- **INSTRUCTIONS FOR THE TASK**:
Could you output each line below exactly as it appears, excluding any pictures?

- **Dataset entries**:
+++

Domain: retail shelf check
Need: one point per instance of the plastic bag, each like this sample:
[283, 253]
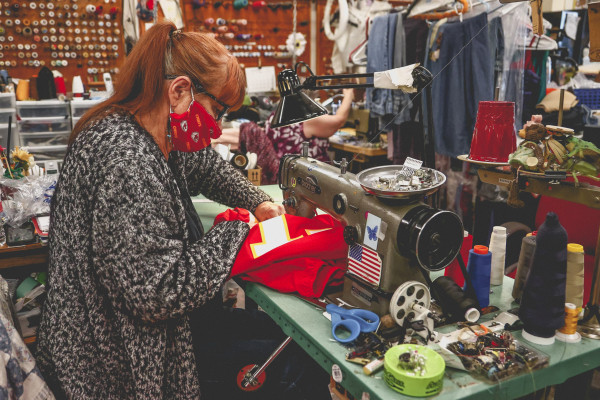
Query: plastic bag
[25, 198]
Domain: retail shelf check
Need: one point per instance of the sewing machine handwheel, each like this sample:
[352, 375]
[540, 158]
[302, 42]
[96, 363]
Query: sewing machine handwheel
[405, 296]
[246, 373]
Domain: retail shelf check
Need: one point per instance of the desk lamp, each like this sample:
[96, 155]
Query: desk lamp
[296, 106]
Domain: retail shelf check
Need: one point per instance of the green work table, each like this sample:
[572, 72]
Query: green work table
[305, 323]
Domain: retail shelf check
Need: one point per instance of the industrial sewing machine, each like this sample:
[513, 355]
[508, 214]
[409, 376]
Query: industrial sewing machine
[393, 237]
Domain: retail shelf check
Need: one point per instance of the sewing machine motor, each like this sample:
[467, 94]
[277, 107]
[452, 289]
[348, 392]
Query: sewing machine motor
[406, 237]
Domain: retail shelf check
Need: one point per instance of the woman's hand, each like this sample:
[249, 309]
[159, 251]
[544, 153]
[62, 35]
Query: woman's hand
[268, 210]
[348, 93]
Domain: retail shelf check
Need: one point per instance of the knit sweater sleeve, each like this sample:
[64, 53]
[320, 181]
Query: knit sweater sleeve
[209, 174]
[148, 270]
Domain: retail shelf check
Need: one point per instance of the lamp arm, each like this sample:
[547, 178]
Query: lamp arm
[311, 82]
[422, 78]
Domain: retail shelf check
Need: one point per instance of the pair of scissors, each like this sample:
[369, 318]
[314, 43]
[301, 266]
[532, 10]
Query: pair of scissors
[352, 321]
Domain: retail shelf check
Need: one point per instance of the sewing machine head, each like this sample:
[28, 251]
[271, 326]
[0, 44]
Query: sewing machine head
[391, 240]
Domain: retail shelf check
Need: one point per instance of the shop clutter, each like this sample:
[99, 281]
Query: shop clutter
[25, 193]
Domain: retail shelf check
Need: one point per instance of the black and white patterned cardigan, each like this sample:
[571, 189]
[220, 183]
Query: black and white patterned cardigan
[123, 275]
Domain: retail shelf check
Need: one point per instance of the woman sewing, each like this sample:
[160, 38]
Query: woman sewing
[129, 261]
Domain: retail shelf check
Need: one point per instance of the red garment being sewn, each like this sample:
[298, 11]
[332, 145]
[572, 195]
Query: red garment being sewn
[290, 253]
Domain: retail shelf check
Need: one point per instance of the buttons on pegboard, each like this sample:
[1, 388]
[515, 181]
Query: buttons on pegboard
[56, 25]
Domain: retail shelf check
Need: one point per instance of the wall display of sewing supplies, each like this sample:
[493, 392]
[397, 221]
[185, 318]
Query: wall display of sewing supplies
[74, 37]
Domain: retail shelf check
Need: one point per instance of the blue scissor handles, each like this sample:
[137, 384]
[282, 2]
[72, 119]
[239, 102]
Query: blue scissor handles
[354, 321]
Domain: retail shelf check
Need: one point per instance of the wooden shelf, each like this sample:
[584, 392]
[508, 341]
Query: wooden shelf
[585, 193]
[21, 256]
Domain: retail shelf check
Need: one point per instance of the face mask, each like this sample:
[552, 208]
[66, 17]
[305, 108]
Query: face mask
[192, 130]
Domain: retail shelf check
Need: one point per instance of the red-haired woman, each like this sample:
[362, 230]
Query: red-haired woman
[129, 261]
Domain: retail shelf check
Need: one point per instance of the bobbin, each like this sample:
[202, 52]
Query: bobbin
[410, 302]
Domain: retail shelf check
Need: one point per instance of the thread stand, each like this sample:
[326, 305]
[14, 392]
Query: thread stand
[587, 195]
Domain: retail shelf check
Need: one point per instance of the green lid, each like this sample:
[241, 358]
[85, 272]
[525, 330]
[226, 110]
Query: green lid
[404, 378]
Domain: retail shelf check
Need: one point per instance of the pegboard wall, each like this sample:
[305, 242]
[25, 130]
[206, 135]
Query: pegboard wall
[254, 31]
[75, 37]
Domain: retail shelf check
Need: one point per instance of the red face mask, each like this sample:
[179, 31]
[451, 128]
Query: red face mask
[192, 130]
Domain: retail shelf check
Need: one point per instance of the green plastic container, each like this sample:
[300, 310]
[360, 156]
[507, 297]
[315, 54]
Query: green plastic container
[406, 381]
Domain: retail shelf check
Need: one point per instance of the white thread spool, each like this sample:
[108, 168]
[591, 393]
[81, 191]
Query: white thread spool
[498, 250]
[77, 87]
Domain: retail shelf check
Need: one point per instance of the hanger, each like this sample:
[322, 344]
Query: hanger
[562, 54]
[434, 15]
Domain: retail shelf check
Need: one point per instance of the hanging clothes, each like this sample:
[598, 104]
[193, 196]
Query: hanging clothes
[496, 46]
[381, 50]
[461, 64]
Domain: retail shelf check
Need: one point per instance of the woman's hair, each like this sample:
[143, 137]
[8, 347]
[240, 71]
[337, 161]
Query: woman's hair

+++

- **COMPLETED TASK**:
Domain: retail shelf check
Need: one point per instance of the plastic bag, each like this sample:
[283, 253]
Query: plastic bag
[25, 198]
Domain: retail shelf check
Need: one point per instance of the sewing machine handwheel, each like this sample:
[352, 375]
[540, 158]
[302, 42]
[96, 363]
Query: sewing machine handwheel
[405, 296]
[246, 373]
Domain: retail shelf check
Need: one point per instance of the desk lamp, each like this sample:
[96, 155]
Query: desk lamp
[296, 106]
Domain: retail shelf check
Need: one point per instance of the green work table, each like this sample:
[572, 72]
Query: green work table
[305, 323]
Domain: retail shelf check
Need: one point per instance of the industrial sewing machine, each like this sample:
[513, 355]
[508, 214]
[409, 376]
Query: industrial sewing machine
[393, 237]
Domain: retail shelf check
Need: one point per instance of the sewing machine motor, each like this sample:
[467, 94]
[277, 107]
[452, 289]
[348, 392]
Query: sewing machine motor
[406, 237]
Domain: retail shelf check
Need: one point per instance of the woman's hand, each like this sample:
[249, 309]
[159, 251]
[544, 153]
[62, 35]
Query: woman's hand
[268, 210]
[348, 93]
Domain: retail shelf check
Need: one point per instance of the knit sweater sleeve, each like this sample:
[64, 53]
[320, 181]
Query: knit sweater sleeve
[209, 174]
[148, 270]
Domain: retail shelf check
Need: one point per instance of the lamp arm, each like this sample:
[547, 178]
Query: lamp arm
[311, 82]
[422, 78]
Domain: retail shelf check
Need: one point per instance of the pair of scissors, each like this sample:
[369, 318]
[314, 43]
[301, 266]
[532, 10]
Query: pair of scissors
[352, 321]
Domain: retail shelf check
Need: one point per instance of the sewing machine head, each like this sample:
[28, 251]
[271, 326]
[0, 44]
Query: sewing machine head
[391, 240]
Domain: retail shelf check
Need: one point per instance of the shop clutter, each like this sample:
[99, 281]
Query: shop clutter
[25, 193]
Domain: retail shelf check
Need: one point per instance of the black and white patterned cardigan, each like this sample:
[571, 189]
[220, 183]
Query: black and white patterned cardigan
[123, 275]
Domain: retail shelf check
Need: one point per instance of the woman sewing, each like this sample:
[160, 38]
Query: woman sewing
[129, 261]
Domain: retail shelf check
Need: one point per instance of the red garment being sewn, each like this sample:
[298, 11]
[332, 145]
[572, 195]
Query: red garment being sewn
[290, 253]
Domain: retail shelf check
Need: one point per instance of the buttons on pegboard, each like this sample:
[1, 388]
[515, 181]
Query: buttons on pegboard
[56, 25]
Domain: retail shelf check
Need: one point per instance of the wall display of sewing supplies, each like this sample:
[493, 392]
[397, 221]
[185, 318]
Query: wall display of sewing supplies
[74, 37]
Domain: retail shelf check
Need: one point per instance of the blue scissor handles, each like this sample:
[137, 384]
[282, 2]
[72, 119]
[239, 102]
Query: blue scissor handles
[354, 321]
Domain: retail shelf check
Need: one point per instance of the wooden shelf, each like this sample:
[584, 392]
[508, 341]
Query: wooden shelf
[585, 193]
[21, 256]
Domain: retail shelf check
Need: one point per instance of the face mask, each like this sample:
[552, 208]
[66, 17]
[305, 108]
Query: face mask
[192, 130]
Domain: retail shelf check
Need: one point per instance of the red-haired woman, each like this sample:
[362, 230]
Query: red-haired woman
[129, 261]
Domain: retail shelf check
Need: one point per instance of the bobbin, each like this sample:
[202, 52]
Query: bobbin
[410, 302]
Domain: retail shelf check
Need: one point per instance of the thread stand, each like this sample:
[326, 305]
[14, 392]
Query: thread stand
[587, 195]
Domain: retail shelf check
Need: one point per instance of the green lid, each like this sample:
[241, 358]
[85, 272]
[525, 330]
[226, 110]
Query: green lid
[404, 378]
Domain: retail shelf check
Need: one point per instance of the pegboard wall, each like this sample:
[305, 242]
[25, 130]
[206, 135]
Query: pegboard wall
[254, 31]
[75, 37]
Domain: retail shelf check
Need: one point per instance of the red face mask, each like this sample:
[179, 31]
[451, 128]
Query: red face mask
[192, 130]
Domain: retail shelf check
Need: one point per instance of the green plastic container, each like this sample:
[300, 310]
[360, 156]
[507, 297]
[315, 54]
Query: green plastic container
[406, 381]
Domain: retail shelf check
Need: one point per instance of the white thread spool, each like this sample:
[108, 168]
[591, 393]
[81, 191]
Query: white thread spool
[498, 250]
[77, 87]
Domain: retail shelf check
Need: one point per instance of the hanger, each like this sample:
[322, 344]
Query: hanger
[562, 54]
[434, 15]
Domain: retail shelf check
Need: one point per instance of the hanging clothes, each like this sample:
[598, 104]
[193, 196]
Query: hanging clothes
[496, 46]
[381, 50]
[461, 64]
Domain: retail shelf check
Need: one point per instance of the woman's hair, each like this sample:
[143, 137]
[8, 347]
[240, 71]
[337, 161]
Query: woman's hair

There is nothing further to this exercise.